- **SELECTED TEXT**

LGBTQ Advocates Urge The United Nations To Intervene In Texas

Advocacy groups say that Texas’ anti-trans policies violate a crucial global treaty that protects human rights.

Five human rights groups issued a letter to the United Nations on Monday, arguing that Texas legislation has violated the rights of queer and trans people in the state.

The American Civil Liberties Union of Texas, Equality Texas, GLAAD, the Human Rights Campaign and the Human Rights Clinic at the University of Texas at Austin School of Law signed a joint letter urging the United Nations’ human rights experts to call on the federal and Texas state governments to protect LGBTQ+ people.

In the letter, the advocacy groups argue that Texas has violated the International Covenant on Civil and Political Rights treaty, which recognizes the rights of all humans to enjoy “civil and political freedom and freedom from fear.”

The ICCPR, which was adopted by the U.N. General Assembly in 1976 and enforced 10 years later, was ratified by the U.S. in 1992. As a result, it became “the ‘supreme law of the land’ under the Supremacy Clause of the U.S. Constitution, which gives ratified treaties the status of federal law,” according to the ACLU.

“Thus, the United States—including its federal and state entities—is obligated to act in accordance with this treaty,” the letter says.

- **RAW DATA**
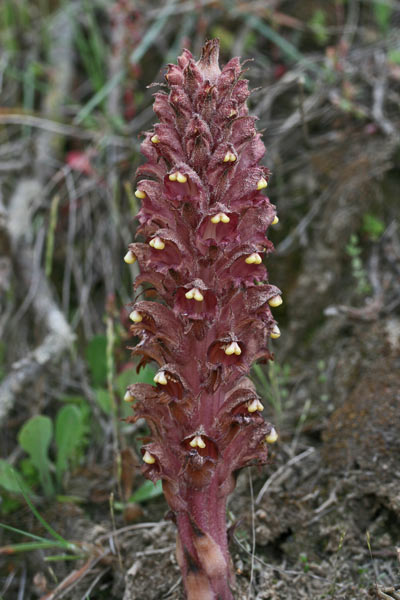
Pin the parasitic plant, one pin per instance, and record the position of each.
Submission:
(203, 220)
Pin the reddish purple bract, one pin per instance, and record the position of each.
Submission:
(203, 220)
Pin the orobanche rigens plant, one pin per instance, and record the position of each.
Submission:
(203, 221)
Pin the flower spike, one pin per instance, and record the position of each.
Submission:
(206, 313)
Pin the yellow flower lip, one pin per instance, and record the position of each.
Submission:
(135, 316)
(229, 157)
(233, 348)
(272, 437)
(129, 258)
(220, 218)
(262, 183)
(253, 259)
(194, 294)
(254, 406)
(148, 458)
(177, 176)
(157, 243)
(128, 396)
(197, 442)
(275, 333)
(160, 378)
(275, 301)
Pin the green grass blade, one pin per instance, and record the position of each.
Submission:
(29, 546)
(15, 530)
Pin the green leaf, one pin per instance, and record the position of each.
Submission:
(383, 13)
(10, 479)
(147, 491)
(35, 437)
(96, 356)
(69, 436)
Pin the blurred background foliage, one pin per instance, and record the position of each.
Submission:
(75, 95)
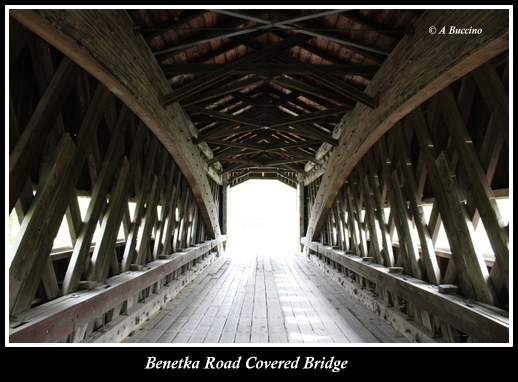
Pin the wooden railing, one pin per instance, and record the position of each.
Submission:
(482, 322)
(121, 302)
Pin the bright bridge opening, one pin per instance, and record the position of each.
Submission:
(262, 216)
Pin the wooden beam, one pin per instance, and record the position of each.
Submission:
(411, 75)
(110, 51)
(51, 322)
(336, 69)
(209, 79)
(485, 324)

- **WHAT YOU NEED TO DO**
#1 According to the article about Texas and the United Nations, why is the United States, including its state entities, obligated to act in accordance with the ICCPR?
#2 Please transcribe the article about Texas and the United Nations from "LGBTQ Advocates Urge" to "protect LGBTQ+ people.".

- **SOLUTIONS FOR EACH TASK**
#1 The U.S. ratified the ICCPR in 1992, so the treaty became "the 'supreme law of the land'" under the Supremacy Clause of the U.S. Constitution, which gives ratified treaties the status of federal law. The letter concludes that the United States, including its federal and state entities, must therefore act in accordance with it.

#2
LGBTQ Advocates Urge The United Nations To Intervene In Texas

Advocacy groups say that Texas’ anti-trans policies violate a crucial global treaty that protects human rights.

Five human rights groups issued a letter to the United Nations on Monday, arguing that Texas legislation has violated the rights of queer and trans people in the state.

The American Civil Liberties Union of Texas, Equality Texas, GLAAD, the Human Rights Campaign and the Human Rights Clinic at the University of Texas at Austin School of Law signed a joint letter urging the United Nations’ human rights experts to call on the federal and Texas state governments to protect LGBTQ+ people.